• Task details
Could you report every line from the entries that includes the word "jacket"?

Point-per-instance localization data
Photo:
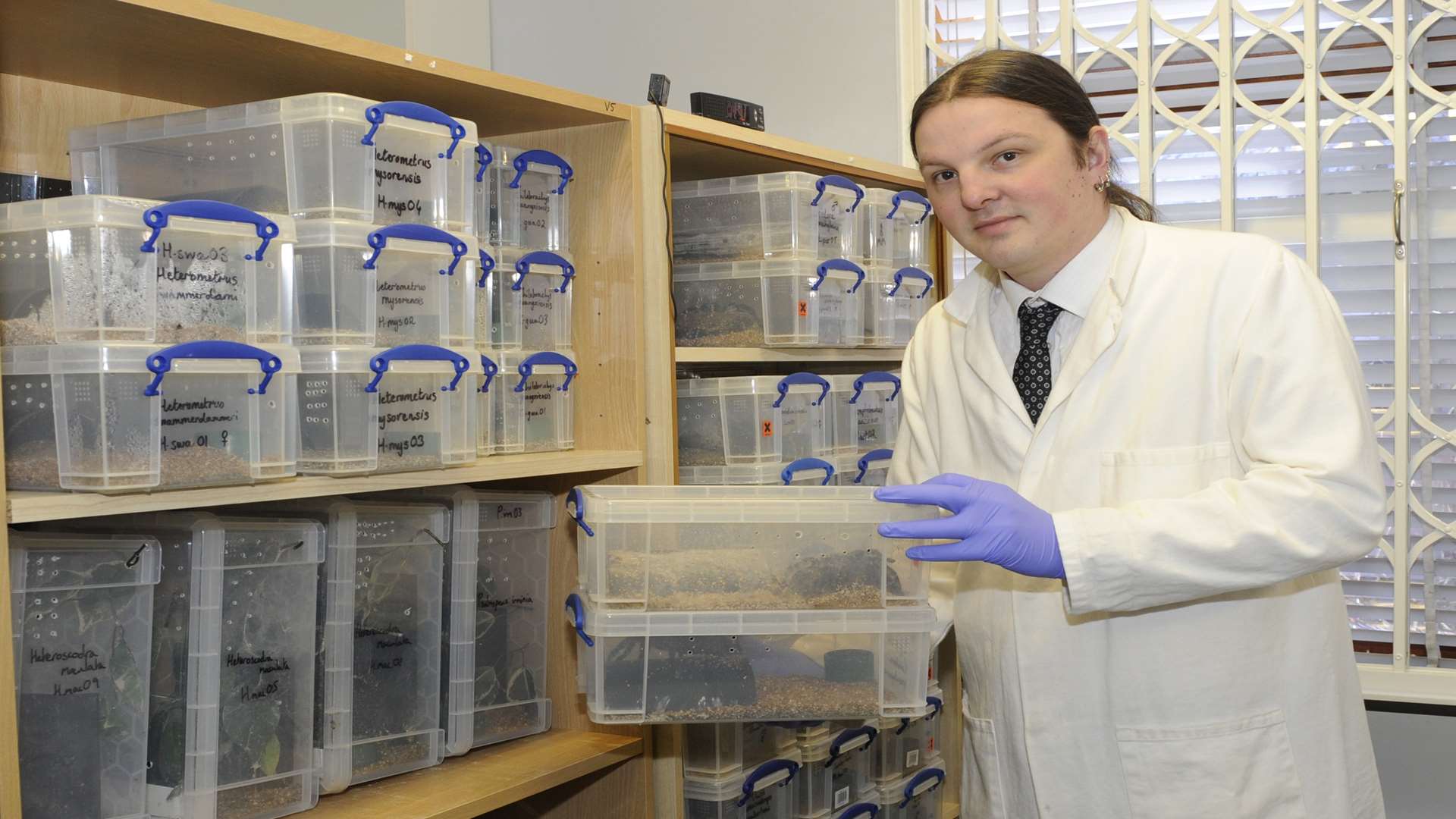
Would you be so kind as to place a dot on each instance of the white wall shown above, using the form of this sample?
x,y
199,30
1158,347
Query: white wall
x,y
827,72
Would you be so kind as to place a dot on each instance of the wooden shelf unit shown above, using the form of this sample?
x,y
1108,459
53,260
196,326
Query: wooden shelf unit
x,y
86,61
704,149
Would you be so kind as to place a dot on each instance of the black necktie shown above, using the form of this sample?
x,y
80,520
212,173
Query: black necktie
x,y
1033,371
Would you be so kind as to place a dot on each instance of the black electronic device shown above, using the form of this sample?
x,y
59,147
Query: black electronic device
x,y
657,86
728,110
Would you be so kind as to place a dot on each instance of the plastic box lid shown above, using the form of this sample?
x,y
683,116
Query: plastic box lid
x,y
109,357
785,181
124,212
55,561
739,504
800,264
900,620
724,789
251,114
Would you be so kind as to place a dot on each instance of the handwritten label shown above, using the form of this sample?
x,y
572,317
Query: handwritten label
x,y
482,602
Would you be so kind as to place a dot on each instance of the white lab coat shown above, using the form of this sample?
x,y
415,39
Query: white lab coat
x,y
1209,460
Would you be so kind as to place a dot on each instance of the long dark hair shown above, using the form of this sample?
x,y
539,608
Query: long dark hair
x,y
1036,80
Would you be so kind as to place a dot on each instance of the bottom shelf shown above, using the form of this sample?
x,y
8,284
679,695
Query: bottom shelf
x,y
465,787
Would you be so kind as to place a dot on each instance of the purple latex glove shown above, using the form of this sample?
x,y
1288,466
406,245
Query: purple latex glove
x,y
990,521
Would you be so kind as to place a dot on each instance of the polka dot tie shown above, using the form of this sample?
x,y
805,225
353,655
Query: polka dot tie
x,y
1033,371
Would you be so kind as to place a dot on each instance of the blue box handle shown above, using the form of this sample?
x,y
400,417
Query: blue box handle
x,y
845,738
800,379
868,458
417,353
156,219
835,180
161,362
862,811
487,265
546,259
541,158
484,158
935,707
839,264
490,368
545,359
577,509
912,273
804,465
875,376
909,197
579,618
375,114
764,771
379,240
916,786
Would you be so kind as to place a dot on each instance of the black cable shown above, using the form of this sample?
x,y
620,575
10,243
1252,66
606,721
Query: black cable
x,y
667,218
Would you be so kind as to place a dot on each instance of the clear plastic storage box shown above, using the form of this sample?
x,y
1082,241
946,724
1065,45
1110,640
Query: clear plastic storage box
x,y
802,472
908,745
913,798
494,632
740,548
791,302
522,197
232,664
835,771
864,411
530,403
870,469
425,395
753,218
894,300
312,156
769,665
894,228
752,420
120,417
528,299
80,613
381,596
724,749
366,284
766,792
108,268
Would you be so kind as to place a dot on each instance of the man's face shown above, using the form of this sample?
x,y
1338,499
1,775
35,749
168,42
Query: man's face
x,y
1005,181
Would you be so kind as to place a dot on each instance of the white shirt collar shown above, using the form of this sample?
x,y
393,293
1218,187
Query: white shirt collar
x,y
1075,284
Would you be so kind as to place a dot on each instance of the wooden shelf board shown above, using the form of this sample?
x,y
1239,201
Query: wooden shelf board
x,y
707,149
465,787
206,55
734,354
27,507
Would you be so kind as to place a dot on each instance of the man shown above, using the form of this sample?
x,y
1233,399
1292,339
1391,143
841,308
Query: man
x,y
1155,449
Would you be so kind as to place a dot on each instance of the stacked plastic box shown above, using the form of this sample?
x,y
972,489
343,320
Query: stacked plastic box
x,y
80,617
750,428
146,344
386,259
232,711
916,796
767,261
525,300
712,604
835,770
497,572
379,642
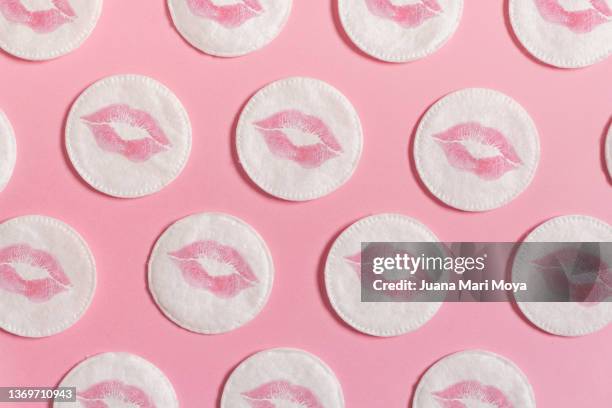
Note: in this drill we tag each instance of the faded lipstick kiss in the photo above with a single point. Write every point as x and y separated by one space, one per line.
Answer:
308 156
408 15
229 16
41 21
223 286
453 142
98 395
281 391
36 290
580 21
138 150
466 394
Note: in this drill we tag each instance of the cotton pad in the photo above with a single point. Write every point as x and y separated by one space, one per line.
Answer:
118 380
42 30
282 377
47 276
474 378
299 139
229 28
128 136
210 273
566 34
344 285
476 149
564 318
400 30
8 151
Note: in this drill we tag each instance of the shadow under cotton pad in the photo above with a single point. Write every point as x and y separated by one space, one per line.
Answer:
119 380
282 377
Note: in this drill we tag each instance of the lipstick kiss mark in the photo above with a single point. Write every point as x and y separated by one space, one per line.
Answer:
229 16
281 391
41 21
466 394
35 290
223 286
581 21
138 150
99 394
408 15
309 156
453 143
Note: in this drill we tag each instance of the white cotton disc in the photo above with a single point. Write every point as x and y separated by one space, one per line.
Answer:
47 276
344 284
399 30
229 28
211 273
36 30
115 380
299 139
565 318
476 149
282 377
474 378
8 151
128 136
565 34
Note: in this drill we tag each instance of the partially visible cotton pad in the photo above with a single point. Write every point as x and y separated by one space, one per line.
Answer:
8 151
476 149
42 30
474 378
128 136
299 139
47 276
400 31
343 284
565 34
282 377
229 28
565 318
211 273
112 380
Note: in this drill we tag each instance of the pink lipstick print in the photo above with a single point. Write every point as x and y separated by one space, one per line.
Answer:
461 394
223 286
311 156
409 15
41 21
35 290
139 150
580 21
453 142
281 391
229 16
99 394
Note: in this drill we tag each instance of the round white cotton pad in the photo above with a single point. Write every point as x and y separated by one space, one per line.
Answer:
211 273
474 378
565 318
8 151
476 149
42 30
299 139
400 30
229 28
47 276
566 34
118 380
282 377
128 136
343 284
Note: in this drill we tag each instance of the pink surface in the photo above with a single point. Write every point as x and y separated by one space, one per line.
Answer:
571 109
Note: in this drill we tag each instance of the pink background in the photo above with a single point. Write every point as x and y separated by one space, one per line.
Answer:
571 109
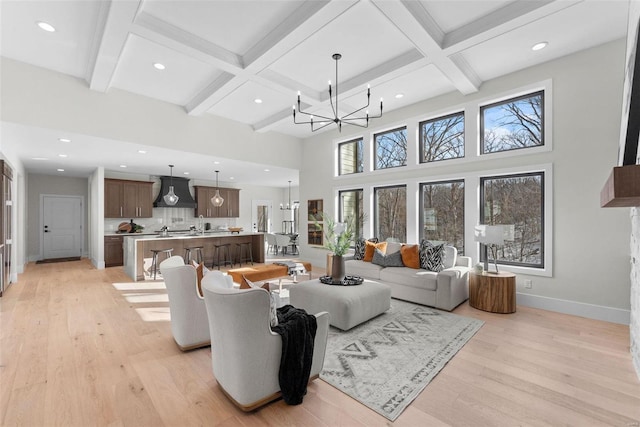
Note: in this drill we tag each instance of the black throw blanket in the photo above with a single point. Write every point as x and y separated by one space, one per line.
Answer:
298 332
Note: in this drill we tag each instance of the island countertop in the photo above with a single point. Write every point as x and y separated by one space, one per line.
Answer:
138 255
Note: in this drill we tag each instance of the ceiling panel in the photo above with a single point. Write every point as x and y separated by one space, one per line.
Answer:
512 51
451 16
67 50
210 21
183 78
240 105
362 35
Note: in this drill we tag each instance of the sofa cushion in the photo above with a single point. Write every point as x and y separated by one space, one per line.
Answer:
370 248
450 256
393 259
415 278
410 256
363 269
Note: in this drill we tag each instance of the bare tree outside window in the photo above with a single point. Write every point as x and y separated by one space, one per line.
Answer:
350 157
391 148
518 200
351 207
513 124
442 138
391 213
443 212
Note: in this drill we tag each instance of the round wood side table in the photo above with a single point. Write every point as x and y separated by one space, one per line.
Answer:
493 292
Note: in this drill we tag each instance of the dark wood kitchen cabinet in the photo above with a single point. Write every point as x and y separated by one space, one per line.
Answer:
229 209
127 199
113 252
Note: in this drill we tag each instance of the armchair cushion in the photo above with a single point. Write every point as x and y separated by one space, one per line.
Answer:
273 305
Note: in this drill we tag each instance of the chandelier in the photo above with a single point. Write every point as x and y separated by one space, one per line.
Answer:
217 199
350 119
171 198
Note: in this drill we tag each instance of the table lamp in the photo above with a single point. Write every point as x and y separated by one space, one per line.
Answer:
490 235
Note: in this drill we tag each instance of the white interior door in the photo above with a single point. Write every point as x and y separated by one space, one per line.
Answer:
62 226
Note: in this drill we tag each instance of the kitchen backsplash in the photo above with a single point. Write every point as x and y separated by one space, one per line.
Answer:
174 218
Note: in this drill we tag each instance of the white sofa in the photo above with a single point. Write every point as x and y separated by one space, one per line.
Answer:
444 290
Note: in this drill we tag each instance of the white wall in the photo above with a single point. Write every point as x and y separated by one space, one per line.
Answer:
590 244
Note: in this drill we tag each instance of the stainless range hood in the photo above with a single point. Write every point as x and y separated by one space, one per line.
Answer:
180 187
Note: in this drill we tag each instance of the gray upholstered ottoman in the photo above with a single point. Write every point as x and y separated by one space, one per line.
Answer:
348 306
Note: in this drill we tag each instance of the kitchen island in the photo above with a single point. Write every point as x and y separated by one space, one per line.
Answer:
138 255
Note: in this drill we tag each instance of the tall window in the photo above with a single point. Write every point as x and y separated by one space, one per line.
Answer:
351 208
391 148
516 200
442 138
442 216
512 124
391 213
350 158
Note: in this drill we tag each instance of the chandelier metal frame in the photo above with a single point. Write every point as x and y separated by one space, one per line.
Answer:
349 119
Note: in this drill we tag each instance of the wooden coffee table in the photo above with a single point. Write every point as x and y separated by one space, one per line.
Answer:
493 292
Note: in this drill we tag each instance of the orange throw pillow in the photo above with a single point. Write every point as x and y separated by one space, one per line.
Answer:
370 249
410 256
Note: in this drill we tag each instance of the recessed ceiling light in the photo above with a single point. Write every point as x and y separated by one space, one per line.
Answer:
539 46
46 26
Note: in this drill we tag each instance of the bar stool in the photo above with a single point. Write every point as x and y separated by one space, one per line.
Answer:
223 250
154 262
198 254
244 252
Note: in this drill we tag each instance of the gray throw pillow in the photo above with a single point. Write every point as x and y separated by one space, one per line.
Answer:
390 260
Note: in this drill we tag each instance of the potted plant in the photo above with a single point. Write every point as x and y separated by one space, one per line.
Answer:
338 239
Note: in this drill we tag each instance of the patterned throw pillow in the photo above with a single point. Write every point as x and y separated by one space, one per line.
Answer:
273 306
359 249
431 257
393 259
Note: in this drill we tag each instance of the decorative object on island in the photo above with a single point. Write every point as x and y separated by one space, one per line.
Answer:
289 206
171 198
217 199
492 235
338 238
350 118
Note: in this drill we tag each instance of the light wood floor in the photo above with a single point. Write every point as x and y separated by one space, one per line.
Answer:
75 351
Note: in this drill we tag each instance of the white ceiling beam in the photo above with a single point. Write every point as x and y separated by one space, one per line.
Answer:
417 25
111 34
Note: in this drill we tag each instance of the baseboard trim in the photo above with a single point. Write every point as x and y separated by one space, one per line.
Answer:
591 311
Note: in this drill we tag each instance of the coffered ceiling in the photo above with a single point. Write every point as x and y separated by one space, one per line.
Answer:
221 56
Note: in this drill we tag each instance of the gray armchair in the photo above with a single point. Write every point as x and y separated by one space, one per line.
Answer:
245 352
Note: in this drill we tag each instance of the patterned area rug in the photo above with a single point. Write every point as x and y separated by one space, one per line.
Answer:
386 362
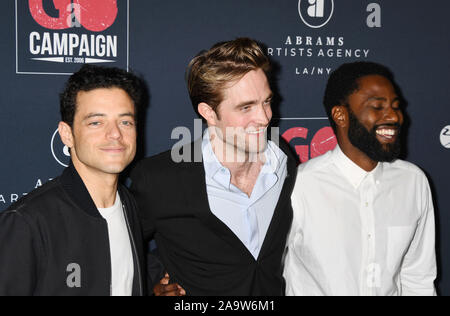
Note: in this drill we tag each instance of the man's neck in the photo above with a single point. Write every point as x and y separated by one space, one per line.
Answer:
356 155
102 187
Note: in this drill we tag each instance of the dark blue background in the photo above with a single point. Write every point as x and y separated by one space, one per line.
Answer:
165 34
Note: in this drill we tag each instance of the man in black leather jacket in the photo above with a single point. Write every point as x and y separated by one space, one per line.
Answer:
79 234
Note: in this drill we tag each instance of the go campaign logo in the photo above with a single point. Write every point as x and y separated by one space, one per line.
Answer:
56 36
316 13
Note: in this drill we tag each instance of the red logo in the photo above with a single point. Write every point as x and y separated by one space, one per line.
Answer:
93 15
323 141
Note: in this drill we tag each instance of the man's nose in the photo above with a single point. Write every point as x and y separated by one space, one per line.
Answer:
114 131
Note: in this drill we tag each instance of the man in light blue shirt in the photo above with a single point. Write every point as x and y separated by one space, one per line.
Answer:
248 217
221 223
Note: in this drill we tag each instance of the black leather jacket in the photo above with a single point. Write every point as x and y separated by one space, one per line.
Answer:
55 242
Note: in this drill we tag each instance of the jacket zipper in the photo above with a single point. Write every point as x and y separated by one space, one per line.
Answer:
134 250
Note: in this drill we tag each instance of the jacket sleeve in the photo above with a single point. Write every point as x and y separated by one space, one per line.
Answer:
142 192
419 267
18 256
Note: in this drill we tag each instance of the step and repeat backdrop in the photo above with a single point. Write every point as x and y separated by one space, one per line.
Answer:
44 41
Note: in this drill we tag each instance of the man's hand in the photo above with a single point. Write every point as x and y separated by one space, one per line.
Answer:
166 289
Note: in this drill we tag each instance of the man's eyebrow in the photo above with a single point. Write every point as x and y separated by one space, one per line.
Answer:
128 114
91 115
382 99
250 102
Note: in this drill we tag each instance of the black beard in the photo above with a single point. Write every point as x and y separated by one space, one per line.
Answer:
367 142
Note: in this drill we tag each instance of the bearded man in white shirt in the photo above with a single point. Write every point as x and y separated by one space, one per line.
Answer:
363 219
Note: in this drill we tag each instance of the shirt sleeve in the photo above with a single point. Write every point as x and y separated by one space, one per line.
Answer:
18 263
419 268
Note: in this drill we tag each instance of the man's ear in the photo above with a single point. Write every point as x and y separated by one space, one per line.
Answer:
65 132
339 113
207 113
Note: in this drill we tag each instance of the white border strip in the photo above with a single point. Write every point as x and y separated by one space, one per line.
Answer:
62 73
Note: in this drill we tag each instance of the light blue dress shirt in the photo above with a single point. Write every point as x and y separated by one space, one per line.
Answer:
247 217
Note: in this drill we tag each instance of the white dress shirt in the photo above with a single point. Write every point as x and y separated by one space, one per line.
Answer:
122 264
360 233
247 217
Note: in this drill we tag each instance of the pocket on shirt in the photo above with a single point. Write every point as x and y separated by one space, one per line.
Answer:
399 240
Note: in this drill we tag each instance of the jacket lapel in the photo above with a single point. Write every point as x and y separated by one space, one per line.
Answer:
196 197
282 213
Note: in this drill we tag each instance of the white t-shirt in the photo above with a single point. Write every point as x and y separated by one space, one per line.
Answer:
122 265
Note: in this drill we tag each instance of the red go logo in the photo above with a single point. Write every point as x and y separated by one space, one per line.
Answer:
93 15
323 141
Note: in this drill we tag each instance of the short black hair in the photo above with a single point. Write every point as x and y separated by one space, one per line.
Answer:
344 81
91 77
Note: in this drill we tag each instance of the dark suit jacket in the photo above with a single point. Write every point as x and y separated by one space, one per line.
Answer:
197 249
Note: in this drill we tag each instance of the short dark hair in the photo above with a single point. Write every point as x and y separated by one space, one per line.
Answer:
212 71
344 81
91 77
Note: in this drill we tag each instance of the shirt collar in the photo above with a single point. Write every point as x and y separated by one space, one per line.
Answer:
355 174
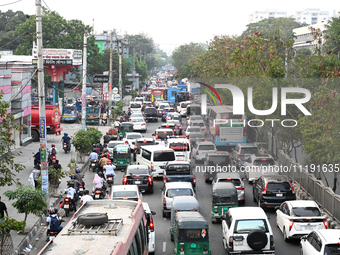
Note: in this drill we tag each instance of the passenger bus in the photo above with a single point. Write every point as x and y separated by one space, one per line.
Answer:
106 227
157 93
224 134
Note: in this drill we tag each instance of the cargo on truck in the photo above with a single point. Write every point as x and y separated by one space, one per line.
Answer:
52 121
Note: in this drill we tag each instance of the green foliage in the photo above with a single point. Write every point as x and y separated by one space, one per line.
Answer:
7 166
83 140
28 200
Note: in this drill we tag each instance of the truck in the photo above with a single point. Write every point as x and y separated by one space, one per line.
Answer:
92 115
52 121
179 171
112 227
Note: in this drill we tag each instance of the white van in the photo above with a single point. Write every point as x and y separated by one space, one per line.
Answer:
181 146
156 158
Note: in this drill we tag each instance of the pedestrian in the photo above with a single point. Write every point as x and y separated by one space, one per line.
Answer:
3 209
36 175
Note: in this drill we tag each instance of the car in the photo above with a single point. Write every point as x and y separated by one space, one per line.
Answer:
320 242
234 178
126 192
178 124
151 227
242 151
161 108
111 145
139 175
298 218
270 191
139 124
150 114
130 139
165 112
191 129
200 150
246 230
196 137
257 165
173 189
142 142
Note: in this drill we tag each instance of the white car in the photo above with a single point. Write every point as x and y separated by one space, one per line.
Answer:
200 150
139 124
130 139
173 189
320 242
297 218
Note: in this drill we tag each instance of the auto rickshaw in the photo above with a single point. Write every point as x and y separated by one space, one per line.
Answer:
224 196
191 234
126 127
121 156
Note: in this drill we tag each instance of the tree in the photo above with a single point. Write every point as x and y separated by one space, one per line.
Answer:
7 166
29 200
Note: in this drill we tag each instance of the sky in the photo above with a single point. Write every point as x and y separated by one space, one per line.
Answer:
169 23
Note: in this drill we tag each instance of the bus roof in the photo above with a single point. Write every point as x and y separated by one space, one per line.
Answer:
71 238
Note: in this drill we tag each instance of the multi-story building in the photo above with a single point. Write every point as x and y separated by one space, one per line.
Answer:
267 14
305 39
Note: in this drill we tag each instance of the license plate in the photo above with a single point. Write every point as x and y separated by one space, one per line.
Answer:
237 243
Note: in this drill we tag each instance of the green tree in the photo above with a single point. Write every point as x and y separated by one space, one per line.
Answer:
83 140
28 200
7 166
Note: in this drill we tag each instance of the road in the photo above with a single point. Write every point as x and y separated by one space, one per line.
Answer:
164 245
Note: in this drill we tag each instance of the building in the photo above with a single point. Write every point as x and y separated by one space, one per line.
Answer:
311 16
305 39
267 14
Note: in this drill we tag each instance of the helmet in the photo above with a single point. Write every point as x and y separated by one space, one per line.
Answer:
52 210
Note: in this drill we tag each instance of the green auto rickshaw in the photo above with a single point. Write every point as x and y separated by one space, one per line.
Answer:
191 233
121 156
125 127
224 196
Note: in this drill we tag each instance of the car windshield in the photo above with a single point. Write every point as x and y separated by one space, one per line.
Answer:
124 193
306 211
206 148
246 226
179 192
133 136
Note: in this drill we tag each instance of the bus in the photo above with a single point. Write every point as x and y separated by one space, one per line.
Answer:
226 129
107 227
157 93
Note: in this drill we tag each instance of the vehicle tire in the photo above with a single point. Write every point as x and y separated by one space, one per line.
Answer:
285 237
93 219
35 135
257 240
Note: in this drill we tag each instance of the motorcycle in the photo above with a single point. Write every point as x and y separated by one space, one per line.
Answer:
93 165
66 147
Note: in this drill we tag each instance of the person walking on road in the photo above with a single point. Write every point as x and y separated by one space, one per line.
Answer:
3 210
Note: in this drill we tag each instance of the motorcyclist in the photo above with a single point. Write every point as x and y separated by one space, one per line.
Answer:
66 139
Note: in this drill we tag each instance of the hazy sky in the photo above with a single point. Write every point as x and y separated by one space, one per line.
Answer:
170 23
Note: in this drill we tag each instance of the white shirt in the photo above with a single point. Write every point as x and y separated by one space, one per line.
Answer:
70 192
86 198
109 169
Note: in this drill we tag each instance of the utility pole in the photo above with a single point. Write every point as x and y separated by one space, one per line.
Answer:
120 52
110 76
134 67
83 94
42 112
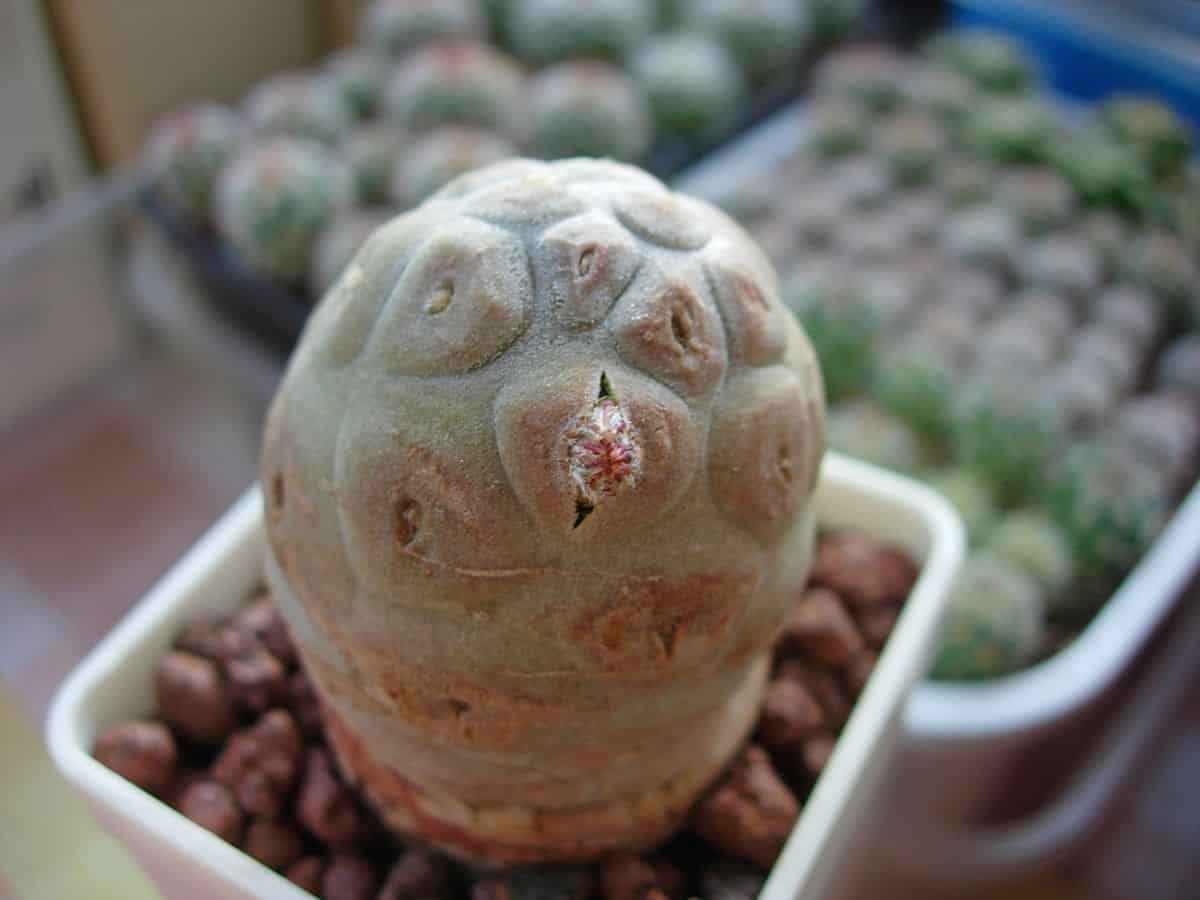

• Response to this exercise
Note: in this drill we tag each instance of the man in black leather jacket in the photo above with a single point. Write every point as x and y separated by one space, one per line.
Note: in this drill we tag each instance of the black leather jacket in the photo above with a single point. Write every point as x and y separated by one space, one per line.
Note: in this drill we tag each instance of the jacket zipper in the photo above with a single point. Write every point as x and y separated by one space, one per line.
Note: in this drill we tag each instance of the jacket sleeve in the photo above with a single point. Write every point as x and y separated by one space, one per line.
Note: in this drill we tag each instance of the jacket lapel in the photo above with a single point. Write every point as x and y separated by one space, one per line.
Note: in this drill we tag each instance of the dark suit jacket in the photo above with a single point. Write every point as x and y separated by one space, one per line.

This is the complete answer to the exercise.